GIVEN EXERCISE — Reproduce word for word only the lines of the entries below, starting at the line that contains "117, row 112." and ending at the line that contains "column 271, row 170", both of those lines included.

TASK INPUTS —
****
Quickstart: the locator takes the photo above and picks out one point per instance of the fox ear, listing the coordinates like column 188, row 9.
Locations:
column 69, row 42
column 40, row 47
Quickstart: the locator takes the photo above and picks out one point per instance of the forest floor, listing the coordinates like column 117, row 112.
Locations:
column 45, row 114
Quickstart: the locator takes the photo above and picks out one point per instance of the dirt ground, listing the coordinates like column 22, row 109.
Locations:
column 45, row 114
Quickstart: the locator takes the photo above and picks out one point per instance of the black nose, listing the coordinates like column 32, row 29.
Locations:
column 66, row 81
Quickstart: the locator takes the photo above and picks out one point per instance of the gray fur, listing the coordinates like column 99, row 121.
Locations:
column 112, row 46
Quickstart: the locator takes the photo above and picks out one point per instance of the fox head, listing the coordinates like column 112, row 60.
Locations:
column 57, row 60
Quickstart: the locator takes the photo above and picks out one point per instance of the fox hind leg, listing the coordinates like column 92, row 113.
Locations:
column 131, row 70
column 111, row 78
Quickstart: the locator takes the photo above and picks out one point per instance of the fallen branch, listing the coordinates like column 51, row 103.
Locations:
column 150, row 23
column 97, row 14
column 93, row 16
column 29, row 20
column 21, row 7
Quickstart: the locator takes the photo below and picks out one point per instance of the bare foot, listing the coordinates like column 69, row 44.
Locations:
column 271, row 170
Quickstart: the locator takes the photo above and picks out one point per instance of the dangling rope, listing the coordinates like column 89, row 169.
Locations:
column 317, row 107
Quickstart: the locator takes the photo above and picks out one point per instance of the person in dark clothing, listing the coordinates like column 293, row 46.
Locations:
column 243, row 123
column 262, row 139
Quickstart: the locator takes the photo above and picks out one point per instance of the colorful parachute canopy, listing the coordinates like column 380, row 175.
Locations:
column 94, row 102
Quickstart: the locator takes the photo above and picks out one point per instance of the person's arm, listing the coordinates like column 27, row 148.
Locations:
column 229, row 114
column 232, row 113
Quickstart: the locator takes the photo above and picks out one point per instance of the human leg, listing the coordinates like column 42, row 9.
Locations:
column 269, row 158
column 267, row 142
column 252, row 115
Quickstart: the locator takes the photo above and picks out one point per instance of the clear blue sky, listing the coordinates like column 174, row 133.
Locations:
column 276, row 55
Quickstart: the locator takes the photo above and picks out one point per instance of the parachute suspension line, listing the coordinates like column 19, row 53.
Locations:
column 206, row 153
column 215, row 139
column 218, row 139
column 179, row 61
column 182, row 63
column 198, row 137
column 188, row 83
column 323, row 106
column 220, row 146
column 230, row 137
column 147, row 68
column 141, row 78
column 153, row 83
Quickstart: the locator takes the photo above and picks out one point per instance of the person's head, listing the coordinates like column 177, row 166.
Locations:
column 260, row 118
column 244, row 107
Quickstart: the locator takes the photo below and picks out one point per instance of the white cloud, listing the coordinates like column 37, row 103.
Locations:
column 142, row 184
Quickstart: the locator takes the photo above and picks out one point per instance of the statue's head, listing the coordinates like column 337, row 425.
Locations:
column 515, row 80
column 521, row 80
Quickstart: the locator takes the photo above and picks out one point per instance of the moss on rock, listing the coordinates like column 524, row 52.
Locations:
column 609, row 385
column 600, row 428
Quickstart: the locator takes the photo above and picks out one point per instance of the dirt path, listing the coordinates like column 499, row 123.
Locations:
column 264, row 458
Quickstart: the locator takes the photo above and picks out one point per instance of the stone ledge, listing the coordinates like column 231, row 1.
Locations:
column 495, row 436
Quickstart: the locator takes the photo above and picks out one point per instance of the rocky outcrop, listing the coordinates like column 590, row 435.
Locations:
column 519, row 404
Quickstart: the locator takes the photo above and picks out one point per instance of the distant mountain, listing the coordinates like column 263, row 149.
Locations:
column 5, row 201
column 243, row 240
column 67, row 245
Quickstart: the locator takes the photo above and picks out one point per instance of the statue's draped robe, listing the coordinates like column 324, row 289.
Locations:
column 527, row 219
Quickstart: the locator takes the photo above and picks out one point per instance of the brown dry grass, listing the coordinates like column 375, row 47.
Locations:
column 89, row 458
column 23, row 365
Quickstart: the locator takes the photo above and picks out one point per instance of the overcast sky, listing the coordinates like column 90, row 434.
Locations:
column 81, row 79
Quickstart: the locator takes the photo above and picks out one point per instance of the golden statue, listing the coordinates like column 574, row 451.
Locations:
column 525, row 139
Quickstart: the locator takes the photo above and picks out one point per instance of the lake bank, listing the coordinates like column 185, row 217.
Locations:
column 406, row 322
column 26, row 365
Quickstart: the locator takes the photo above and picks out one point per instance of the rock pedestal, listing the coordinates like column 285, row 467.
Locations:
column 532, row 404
****
ANSWER IN FULL —
Quickstart: the locator takes the photo above and picks out one point per instance of the forest floor, listing the coordinates like column 117, row 112.
Locations:
column 45, row 114
Quickstart: the locator takes the photo above and picks out one point per instance of the dirt ground, listing the coordinates like column 22, row 109.
Locations:
column 45, row 114
Quickstart: the locator takes the photo above and picks out one point per instance of the black nose, listing the coordinates like column 32, row 29.
Locations:
column 66, row 81
Quickstart: the locator takes the photo above and picks out one point per instance of the gray fur, listing the coordinates like column 99, row 121.
Locations:
column 112, row 46
Quickstart: the locator takes the photo above and picks out one point per instance of the fox head, listing the coordinates like column 112, row 60.
Locations:
column 57, row 60
Quickstart: the locator takes the photo above and picks out one point per instance of the fox hind leg, listing the coordinates like column 92, row 113.
Locations:
column 131, row 70
column 111, row 78
Quickstart: the locator takes the photo above and picks out one point per instance of the fallen branch, listing the coordinates like column 51, row 103.
Locations:
column 150, row 23
column 97, row 14
column 93, row 16
column 29, row 20
column 21, row 7
Quickstart: the locator takes the photo below and picks out one point per instance of the bare foot, listing the coordinates like column 69, row 44.
Locations:
column 271, row 170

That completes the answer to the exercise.